### WHAT THE TASK REQUIRES
Give back only the lines in the records below from the one with "Target: motorcycle" to the one with "Target: motorcyclist in background", both inclusive, word for word.

### EXERCISE MATERIAL

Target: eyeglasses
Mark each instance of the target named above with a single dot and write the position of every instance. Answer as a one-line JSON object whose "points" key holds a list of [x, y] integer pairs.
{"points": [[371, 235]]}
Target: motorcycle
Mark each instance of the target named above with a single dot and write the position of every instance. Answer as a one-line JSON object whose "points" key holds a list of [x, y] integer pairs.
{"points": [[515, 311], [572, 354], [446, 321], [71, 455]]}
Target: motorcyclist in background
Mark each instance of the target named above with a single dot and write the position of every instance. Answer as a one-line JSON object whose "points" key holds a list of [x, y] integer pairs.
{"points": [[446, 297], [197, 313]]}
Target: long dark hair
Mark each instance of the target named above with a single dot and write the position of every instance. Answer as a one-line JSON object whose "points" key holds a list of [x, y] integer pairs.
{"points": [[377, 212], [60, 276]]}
* * *
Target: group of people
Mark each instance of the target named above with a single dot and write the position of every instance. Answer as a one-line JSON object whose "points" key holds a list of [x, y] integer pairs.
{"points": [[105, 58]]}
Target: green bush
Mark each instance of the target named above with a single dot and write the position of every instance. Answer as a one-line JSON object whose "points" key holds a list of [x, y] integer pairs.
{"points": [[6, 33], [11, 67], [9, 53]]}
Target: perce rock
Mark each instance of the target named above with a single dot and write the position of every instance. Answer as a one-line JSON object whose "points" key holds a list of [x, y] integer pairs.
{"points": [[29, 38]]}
==
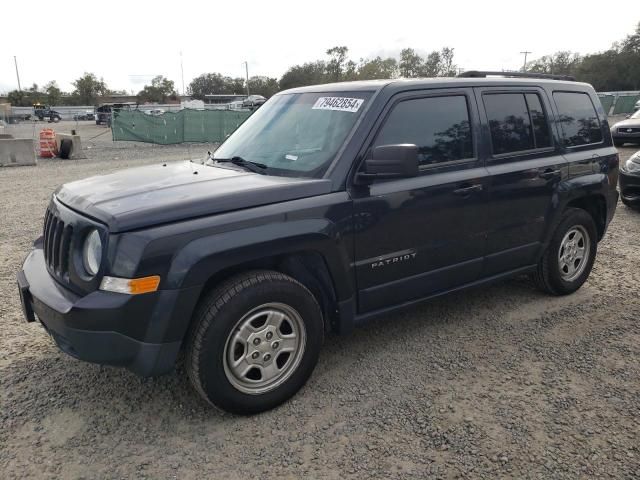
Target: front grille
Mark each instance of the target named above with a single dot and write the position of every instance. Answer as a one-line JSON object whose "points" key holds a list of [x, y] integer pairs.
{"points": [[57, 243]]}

### ANSWER SPACE
Target: motorcycle
Mark each instance of the target named above with a single dot and write the position of every instance. Answer as a one-line JSON object whose "points" key holds a list of [x, y] integer pairs.
{"points": [[515, 311], [572, 354], [446, 321], [71, 455]]}
Target: motorcyclist in background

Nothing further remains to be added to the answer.